+++ Excerpt provided +++

Financial Risk Management Best Practice

Quantifying Corporate Financial Risk

by David Shimko

Executive Summary

  • Standard pro forma cash flow analysis considers risk in a crude way, usually with a subjectively determined upside and downside to cash flows.

  • Stochastic analysis generates a large number of scenarios to give a better understanding of risk interactions, business linkages, optionality, and contracts designed to mitigate risk.

  • Simple models can be built in spreadsheets, but one must take care to model financial assets, commodity prices, interest rates, and exchange rates appropriately.

  • Stochastic pro-formas can lead to better capital budgeting, valuation, and risk management decisions, particularly when risk is important to decision-making.

  • Even the most sophisticated models are still subject to model risk; and they do not likely capture all the risks affecting an enterprise.

Example of a Stochastic Pro Forma

Consider the case of a company that has experienced six months of cash flows this year and wants to forecast the next six months. The usual way to do this is to predict a cash flow growth rate—expected, high, and low—and to base the analysis on these choices. A sample cash flow projection might be illustrated graphically in Figure 1.

In reality, of course, several different cash flow patterns might emerge for the last six months of the year. Using the same risk model, we could run a large number of simulations and see what the outcomes might be. Eight possible outcomes are plotted in Figure 2.

+++ Records supplied +++

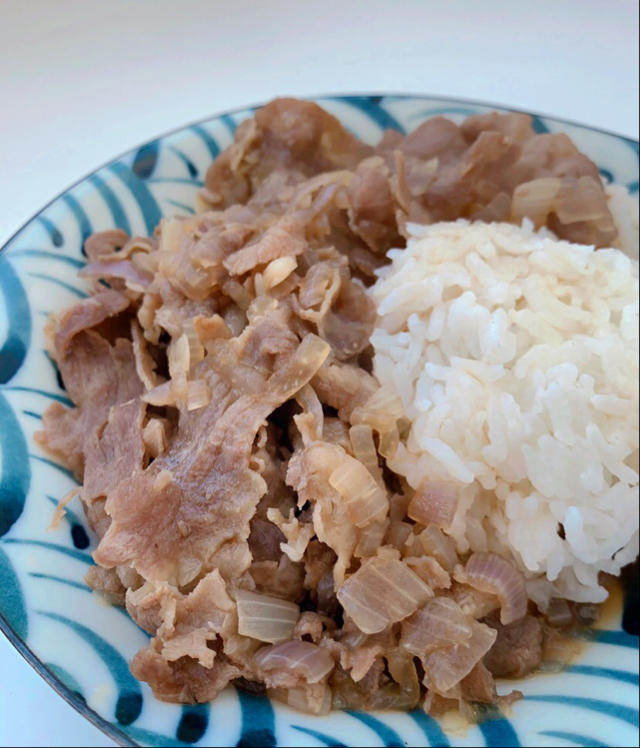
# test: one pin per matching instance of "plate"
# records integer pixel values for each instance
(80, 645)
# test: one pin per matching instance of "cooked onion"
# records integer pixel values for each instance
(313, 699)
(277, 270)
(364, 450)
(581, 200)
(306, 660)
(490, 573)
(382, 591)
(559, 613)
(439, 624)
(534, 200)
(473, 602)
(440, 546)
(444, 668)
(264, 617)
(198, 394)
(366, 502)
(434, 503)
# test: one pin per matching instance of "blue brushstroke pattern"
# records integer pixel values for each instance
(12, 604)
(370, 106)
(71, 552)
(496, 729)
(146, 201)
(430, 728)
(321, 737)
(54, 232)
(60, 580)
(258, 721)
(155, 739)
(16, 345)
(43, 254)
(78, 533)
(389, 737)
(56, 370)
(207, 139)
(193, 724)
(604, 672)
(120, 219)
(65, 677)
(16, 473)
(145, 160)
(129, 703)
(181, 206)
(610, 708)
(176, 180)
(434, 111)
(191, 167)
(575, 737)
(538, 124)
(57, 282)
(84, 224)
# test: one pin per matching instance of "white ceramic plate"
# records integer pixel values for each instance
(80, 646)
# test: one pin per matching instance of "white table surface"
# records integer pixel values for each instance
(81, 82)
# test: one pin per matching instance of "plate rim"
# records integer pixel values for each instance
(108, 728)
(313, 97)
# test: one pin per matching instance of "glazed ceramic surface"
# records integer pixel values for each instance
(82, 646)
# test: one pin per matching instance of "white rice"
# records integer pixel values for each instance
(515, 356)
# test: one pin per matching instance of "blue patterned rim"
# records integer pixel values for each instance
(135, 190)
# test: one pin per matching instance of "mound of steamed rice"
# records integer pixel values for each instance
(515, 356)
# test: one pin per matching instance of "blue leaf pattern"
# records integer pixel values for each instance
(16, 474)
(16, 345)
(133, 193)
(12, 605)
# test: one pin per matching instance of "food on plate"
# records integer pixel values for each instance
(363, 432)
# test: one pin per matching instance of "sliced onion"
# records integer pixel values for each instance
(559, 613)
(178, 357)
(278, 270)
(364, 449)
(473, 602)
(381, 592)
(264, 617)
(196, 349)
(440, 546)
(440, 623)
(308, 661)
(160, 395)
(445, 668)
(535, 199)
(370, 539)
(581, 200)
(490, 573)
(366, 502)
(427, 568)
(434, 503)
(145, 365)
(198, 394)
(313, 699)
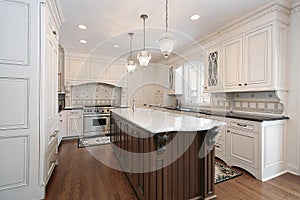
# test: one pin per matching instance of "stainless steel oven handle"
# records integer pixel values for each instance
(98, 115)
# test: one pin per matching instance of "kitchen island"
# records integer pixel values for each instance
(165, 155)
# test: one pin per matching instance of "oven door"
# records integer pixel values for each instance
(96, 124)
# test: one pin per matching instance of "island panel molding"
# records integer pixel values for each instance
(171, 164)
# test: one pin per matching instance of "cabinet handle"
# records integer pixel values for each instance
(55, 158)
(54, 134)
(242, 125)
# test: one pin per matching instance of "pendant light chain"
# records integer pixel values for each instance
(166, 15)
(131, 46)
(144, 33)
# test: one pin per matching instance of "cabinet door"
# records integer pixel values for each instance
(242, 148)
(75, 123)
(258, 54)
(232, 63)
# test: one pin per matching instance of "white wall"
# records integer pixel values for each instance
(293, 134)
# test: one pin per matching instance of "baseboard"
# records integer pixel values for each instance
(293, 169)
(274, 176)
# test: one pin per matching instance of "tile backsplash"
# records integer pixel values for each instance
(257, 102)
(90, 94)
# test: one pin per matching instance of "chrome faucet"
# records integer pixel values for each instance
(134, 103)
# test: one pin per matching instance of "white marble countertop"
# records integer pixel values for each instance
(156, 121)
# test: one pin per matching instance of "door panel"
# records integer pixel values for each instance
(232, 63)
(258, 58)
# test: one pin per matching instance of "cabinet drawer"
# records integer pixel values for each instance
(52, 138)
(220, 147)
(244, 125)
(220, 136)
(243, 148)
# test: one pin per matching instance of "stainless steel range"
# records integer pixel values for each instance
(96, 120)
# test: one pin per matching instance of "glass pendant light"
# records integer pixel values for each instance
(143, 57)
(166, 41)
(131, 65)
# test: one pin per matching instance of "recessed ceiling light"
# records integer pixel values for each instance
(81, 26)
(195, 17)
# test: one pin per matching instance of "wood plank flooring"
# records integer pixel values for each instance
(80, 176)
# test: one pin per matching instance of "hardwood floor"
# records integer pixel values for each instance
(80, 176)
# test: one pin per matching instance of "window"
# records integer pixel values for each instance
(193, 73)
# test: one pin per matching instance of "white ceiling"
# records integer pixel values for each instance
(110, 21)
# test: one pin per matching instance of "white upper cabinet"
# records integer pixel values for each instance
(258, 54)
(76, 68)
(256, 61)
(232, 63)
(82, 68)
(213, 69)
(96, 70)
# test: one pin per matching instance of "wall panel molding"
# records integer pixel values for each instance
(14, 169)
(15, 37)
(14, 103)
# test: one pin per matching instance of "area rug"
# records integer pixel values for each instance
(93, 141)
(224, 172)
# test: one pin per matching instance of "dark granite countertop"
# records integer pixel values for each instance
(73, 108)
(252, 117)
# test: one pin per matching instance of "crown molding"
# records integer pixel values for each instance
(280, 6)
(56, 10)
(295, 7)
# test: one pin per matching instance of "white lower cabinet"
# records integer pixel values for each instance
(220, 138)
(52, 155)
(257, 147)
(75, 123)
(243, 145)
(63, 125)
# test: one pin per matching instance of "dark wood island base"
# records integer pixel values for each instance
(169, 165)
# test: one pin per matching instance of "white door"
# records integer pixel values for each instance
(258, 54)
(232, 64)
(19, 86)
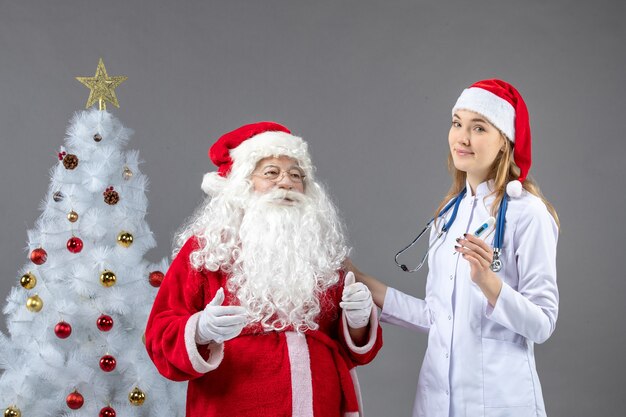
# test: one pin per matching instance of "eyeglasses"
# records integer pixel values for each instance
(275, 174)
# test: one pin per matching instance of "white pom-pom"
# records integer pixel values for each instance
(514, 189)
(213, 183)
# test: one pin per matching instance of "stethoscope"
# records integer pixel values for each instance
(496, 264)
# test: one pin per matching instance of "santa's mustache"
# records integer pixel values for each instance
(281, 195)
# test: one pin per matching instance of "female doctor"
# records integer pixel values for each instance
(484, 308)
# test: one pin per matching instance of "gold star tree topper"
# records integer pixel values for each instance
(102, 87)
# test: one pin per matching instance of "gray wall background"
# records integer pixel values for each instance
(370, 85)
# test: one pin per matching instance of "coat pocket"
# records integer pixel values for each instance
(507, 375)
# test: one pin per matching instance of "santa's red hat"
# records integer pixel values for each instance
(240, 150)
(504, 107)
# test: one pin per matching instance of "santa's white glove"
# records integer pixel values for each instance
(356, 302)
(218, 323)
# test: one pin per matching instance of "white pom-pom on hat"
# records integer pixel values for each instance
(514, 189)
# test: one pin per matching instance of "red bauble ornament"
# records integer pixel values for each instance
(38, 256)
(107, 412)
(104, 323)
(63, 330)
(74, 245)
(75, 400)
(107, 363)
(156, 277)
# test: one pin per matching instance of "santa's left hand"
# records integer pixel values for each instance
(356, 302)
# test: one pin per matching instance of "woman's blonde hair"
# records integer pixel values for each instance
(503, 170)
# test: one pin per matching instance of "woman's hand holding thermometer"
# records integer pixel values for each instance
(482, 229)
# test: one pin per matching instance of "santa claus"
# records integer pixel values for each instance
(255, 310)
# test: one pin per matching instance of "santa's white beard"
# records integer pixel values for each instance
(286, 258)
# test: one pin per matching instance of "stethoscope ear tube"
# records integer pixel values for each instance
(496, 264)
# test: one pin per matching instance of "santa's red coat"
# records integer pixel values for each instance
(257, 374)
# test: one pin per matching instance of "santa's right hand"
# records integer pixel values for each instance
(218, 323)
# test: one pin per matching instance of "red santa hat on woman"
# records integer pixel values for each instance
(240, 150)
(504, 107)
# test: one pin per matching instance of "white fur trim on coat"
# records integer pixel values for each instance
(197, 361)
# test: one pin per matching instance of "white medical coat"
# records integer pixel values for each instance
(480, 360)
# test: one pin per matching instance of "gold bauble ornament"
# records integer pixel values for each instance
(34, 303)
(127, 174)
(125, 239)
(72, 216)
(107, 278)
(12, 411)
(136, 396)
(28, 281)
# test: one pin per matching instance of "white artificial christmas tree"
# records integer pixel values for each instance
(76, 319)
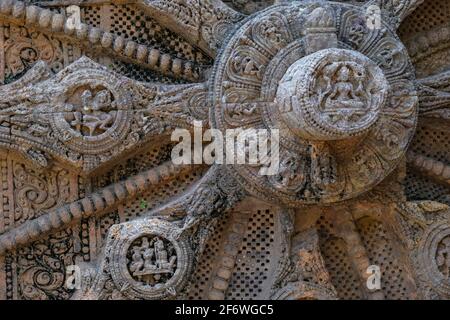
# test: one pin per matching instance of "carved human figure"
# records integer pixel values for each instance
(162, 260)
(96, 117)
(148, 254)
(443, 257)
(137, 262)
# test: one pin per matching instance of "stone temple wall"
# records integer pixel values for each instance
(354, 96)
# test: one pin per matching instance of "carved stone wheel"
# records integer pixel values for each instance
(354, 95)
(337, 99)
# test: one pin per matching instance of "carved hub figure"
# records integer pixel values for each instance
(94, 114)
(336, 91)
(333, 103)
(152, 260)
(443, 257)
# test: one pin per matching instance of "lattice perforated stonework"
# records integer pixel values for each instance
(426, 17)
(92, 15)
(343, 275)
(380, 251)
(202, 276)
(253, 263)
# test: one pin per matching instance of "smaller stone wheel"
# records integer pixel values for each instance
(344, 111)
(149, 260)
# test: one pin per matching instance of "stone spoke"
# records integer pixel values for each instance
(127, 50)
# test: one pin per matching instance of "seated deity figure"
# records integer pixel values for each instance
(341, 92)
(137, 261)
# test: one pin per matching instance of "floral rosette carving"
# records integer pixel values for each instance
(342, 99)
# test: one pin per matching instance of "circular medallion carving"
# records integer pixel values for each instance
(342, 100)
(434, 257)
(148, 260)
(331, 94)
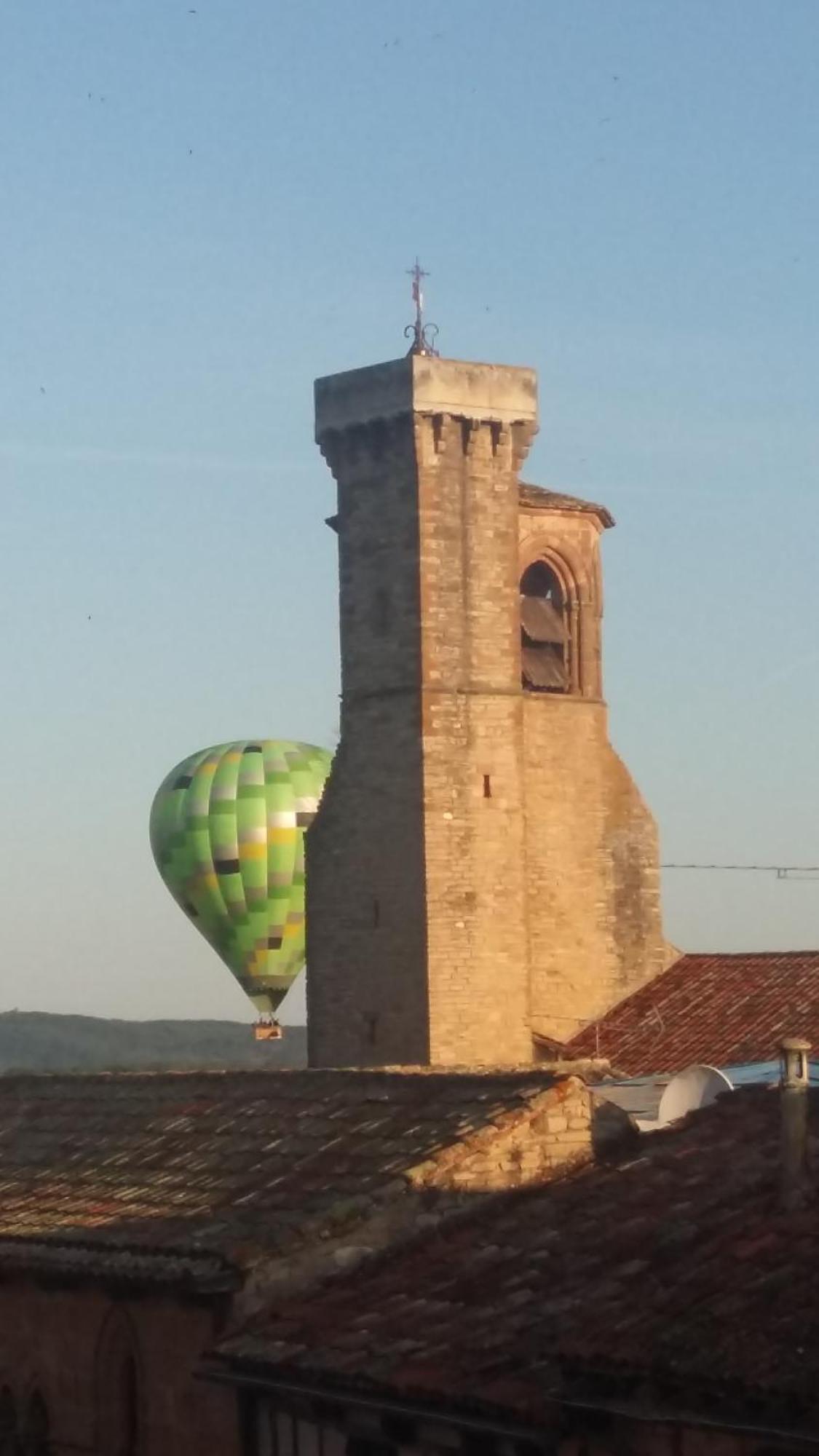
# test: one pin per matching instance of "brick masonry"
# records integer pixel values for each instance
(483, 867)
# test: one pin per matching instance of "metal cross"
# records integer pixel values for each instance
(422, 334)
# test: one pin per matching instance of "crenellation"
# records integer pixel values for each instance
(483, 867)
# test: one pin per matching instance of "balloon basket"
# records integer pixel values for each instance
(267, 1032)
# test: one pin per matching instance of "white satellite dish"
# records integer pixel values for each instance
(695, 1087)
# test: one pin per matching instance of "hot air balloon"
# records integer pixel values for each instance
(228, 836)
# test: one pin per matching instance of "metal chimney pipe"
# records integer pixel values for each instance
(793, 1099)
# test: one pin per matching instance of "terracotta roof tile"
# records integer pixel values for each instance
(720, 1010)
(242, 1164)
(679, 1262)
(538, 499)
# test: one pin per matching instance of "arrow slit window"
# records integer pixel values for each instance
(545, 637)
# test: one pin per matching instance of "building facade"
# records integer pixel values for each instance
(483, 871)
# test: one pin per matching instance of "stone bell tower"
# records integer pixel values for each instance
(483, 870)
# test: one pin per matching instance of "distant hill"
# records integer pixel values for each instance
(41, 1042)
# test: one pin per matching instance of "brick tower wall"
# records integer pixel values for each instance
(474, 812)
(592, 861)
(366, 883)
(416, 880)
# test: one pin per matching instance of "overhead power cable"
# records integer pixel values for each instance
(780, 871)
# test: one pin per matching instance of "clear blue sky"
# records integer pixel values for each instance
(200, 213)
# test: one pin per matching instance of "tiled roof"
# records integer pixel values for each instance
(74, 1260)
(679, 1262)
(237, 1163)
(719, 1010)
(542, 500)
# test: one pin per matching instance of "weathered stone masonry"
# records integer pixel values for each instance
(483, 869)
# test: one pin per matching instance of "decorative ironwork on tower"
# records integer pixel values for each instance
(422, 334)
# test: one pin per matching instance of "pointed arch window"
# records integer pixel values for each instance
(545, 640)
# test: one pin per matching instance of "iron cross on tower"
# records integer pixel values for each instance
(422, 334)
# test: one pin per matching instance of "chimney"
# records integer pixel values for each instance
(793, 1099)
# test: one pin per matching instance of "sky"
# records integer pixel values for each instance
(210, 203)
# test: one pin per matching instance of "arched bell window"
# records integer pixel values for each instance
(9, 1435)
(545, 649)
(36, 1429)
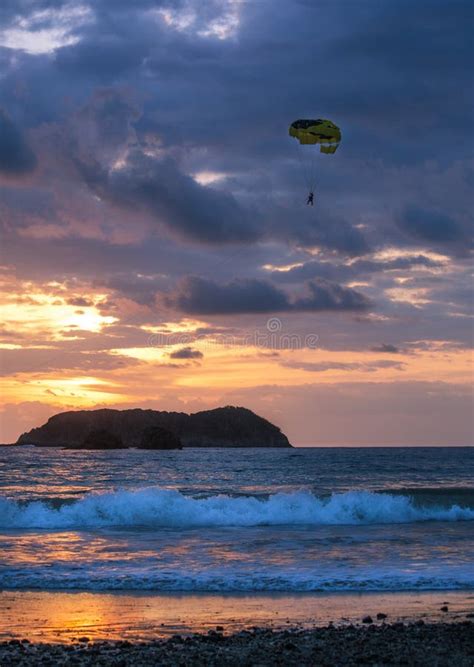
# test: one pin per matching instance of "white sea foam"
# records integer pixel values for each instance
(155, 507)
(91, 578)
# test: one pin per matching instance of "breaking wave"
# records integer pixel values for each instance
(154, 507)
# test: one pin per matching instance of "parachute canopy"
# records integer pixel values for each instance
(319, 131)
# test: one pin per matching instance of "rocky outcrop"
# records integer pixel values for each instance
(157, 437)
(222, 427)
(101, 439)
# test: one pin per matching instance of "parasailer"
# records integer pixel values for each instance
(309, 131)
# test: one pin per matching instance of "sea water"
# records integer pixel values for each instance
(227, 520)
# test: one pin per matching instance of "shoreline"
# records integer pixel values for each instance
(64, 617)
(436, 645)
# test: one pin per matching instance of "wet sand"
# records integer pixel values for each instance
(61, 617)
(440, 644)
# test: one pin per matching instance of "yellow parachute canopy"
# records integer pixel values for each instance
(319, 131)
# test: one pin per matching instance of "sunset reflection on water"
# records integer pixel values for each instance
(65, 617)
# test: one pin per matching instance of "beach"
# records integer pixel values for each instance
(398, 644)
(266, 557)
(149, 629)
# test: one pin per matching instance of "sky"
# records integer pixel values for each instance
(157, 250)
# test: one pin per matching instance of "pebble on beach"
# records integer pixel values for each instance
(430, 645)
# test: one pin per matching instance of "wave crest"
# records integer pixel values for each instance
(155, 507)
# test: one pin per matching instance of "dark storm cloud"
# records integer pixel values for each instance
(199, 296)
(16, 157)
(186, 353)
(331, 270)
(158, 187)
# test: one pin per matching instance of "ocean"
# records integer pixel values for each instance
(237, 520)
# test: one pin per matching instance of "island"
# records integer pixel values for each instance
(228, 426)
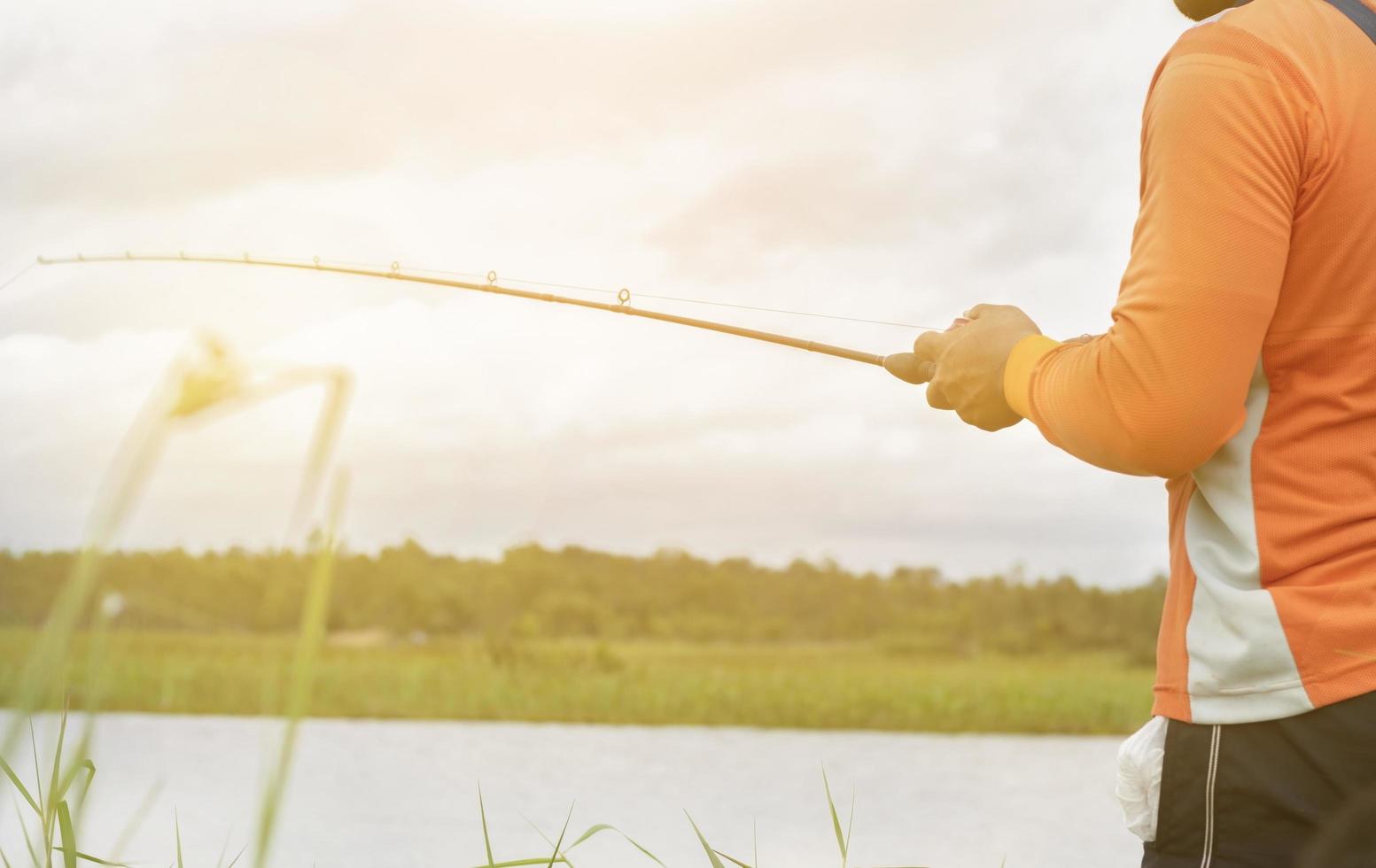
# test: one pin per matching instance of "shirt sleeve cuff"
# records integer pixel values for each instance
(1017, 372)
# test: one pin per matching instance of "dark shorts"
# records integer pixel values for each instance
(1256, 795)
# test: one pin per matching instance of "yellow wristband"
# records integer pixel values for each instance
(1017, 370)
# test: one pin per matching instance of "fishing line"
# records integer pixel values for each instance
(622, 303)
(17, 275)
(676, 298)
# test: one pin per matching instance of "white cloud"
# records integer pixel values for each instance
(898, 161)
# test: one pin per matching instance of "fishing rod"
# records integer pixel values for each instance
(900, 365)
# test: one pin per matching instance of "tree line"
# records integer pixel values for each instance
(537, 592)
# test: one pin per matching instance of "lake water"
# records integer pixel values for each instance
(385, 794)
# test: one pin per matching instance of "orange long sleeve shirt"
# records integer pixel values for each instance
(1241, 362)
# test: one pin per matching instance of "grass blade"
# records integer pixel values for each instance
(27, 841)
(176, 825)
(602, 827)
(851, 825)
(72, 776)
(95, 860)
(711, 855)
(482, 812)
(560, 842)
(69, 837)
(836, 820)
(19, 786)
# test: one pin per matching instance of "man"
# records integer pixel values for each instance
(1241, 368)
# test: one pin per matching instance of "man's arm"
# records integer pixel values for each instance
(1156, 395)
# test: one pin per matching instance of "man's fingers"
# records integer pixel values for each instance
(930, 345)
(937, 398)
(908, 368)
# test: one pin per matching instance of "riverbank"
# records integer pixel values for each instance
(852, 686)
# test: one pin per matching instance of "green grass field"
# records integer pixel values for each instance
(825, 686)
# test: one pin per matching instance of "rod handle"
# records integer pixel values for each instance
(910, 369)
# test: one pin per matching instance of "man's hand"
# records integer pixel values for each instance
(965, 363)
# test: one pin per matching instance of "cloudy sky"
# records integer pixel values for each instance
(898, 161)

+++

Given instruction:
Answer these questions about the excerpt on quantifying corporate financial risk:
(a) According to the executive summary, how does standard pro forma cash flow analysis usually handle risk?
(b) In the example, how many months of cash flows has the company already experienced this year?
(c) How many possible outcomes are plotted in Figure 2?
The rows are separate material from the text.

Exercise answer:
(a) It considers risk in a crude way, usually with a subjectively determined upside and downside to cash flows.
(b) Six months.
(c) Eight.